▶ **Required action**
Quote the entries that follow exactly, leaving none out.

--- START ---

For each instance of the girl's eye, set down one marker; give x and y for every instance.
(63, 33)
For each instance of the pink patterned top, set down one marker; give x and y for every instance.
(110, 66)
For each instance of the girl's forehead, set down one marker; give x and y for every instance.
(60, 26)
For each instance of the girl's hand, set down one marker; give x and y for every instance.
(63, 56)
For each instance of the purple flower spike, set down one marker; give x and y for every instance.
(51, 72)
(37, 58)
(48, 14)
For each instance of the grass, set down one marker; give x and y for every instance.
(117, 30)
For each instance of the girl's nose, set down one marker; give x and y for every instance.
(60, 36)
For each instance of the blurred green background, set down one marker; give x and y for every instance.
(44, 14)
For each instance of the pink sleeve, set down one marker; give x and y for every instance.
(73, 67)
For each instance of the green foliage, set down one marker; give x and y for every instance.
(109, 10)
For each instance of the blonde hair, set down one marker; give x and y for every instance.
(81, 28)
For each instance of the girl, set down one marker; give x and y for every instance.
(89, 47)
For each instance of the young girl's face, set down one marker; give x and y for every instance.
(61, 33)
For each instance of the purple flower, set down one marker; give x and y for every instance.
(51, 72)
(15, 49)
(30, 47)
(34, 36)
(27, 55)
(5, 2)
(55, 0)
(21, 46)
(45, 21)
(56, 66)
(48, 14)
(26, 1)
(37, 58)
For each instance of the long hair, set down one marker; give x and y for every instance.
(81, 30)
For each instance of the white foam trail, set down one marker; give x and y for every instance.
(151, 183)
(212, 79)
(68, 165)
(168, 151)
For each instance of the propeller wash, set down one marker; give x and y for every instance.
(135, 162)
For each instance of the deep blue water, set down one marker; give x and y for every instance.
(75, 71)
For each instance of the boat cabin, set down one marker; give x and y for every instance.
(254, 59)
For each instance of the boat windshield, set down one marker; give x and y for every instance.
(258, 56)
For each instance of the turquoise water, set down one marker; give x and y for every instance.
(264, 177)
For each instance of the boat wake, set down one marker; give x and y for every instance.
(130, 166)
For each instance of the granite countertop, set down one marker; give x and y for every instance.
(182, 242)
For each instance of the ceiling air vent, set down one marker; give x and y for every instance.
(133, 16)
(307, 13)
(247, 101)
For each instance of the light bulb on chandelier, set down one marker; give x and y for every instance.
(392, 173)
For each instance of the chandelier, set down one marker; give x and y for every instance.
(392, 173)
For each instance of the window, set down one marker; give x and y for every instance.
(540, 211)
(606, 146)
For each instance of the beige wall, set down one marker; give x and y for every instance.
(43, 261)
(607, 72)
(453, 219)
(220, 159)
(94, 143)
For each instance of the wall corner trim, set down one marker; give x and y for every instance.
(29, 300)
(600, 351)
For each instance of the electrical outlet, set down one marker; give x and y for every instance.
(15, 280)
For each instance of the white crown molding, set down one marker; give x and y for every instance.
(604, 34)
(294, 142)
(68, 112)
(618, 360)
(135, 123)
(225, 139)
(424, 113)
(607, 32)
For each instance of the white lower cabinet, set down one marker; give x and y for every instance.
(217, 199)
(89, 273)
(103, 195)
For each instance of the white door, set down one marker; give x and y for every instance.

--- END ---

▶ **Reply**
For each instance of the girl's eye, set down one marker; give x and y for every instance.
(63, 33)
For each instance of the pink patterned top, set down one marker; give x and y for every instance.
(110, 66)
For each instance of the girl's forehead, set down one marker; give x and y for every instance.
(60, 26)
For each instance of the girl's hand, set down one marker; give x and y for every instance.
(63, 56)
For each instance of the purple flower spike, set down one marker; give x and y for every instance.
(51, 72)
(37, 58)
(48, 14)
For each instance of the grass, set down one marker; give x and y for every instance.
(117, 30)
For each instance of the girl's nose, set down one marker; give x and y for every instance.
(60, 36)
For each instance of the blurred green background, set down one marker; give x and y for every instance.
(44, 14)
For each instance of the pink sleeve, set down one marker; give x and y for every instance.
(73, 67)
For each instance of the green foliage, set down one marker; give x and y for every instance.
(109, 10)
For each instance of the blonde hair, set down one marker; give x and y for every instance.
(81, 28)
For each instance of the girl, set down one marker; give x and y for every instance.
(89, 47)
For each instance of the young girl's face, set down one marker; give x and y for every instance.
(61, 33)
For each instance of the purple flower, set down one marker; give x and y for every instance.
(51, 72)
(15, 49)
(30, 47)
(34, 36)
(27, 55)
(5, 2)
(55, 0)
(21, 46)
(45, 21)
(56, 66)
(48, 14)
(26, 1)
(37, 58)
For each instance of the long hair, set down one marker; give x and y for every instance.
(81, 30)
For each instance of the white foam trail, set down one marker; give x and y for every instance.
(151, 183)
(212, 79)
(68, 165)
(168, 151)
For each instance of the propeller wash, set down one marker; give x and y for every instance.
(135, 162)
For each instance of the deep blue water, set down one marker; give x and y for every instance.
(75, 71)
For each instance of the boat cabin, set down one marker; give x and y for every instance.
(254, 59)
For each instance of the boat windshield, set down one marker; give x and y for every instance.
(258, 56)
For each instance of the turquoise water, set down one marker; give x and y for every instance.
(264, 177)
For each instance of the boat wake, set down one marker; give x and y for every instance.
(130, 166)
For each instance of the granite countertop, set down one marker; give x and y for every instance.
(182, 242)
For each instance of the ceiling air vent, set down one marker; give x and y for every instance.
(133, 16)
(307, 13)
(247, 101)
For each instance of the light bulb on chandelier, set down one marker; give x and y for every instance.
(392, 173)
For each instance of the chandelier, set down one marker; give x and y for every instance.
(392, 173)
For each instance of the window, set down one marker; give x and y for every instance.
(540, 211)
(606, 146)
For each instance of the beige wall, set down one marker; give x and y for every instance.
(43, 261)
(607, 72)
(453, 219)
(220, 159)
(94, 143)
For each instance of the wall corner trim, set down one marker; give x and y for every instance.
(29, 300)
(600, 351)
For each instance of the electrical outlet, set down one marker; give x and y for every instance.
(15, 280)
For each instance of the white crown molding, set down one marker; give x and y for every instance.
(604, 34)
(294, 142)
(68, 112)
(618, 360)
(135, 123)
(225, 139)
(424, 113)
(607, 32)
For each instance of the white lower cabinet, set down one marker; give x and y for every instance.
(217, 199)
(89, 273)
(103, 195)
For each instance of the white door, set down one marker; give x and y for every instance.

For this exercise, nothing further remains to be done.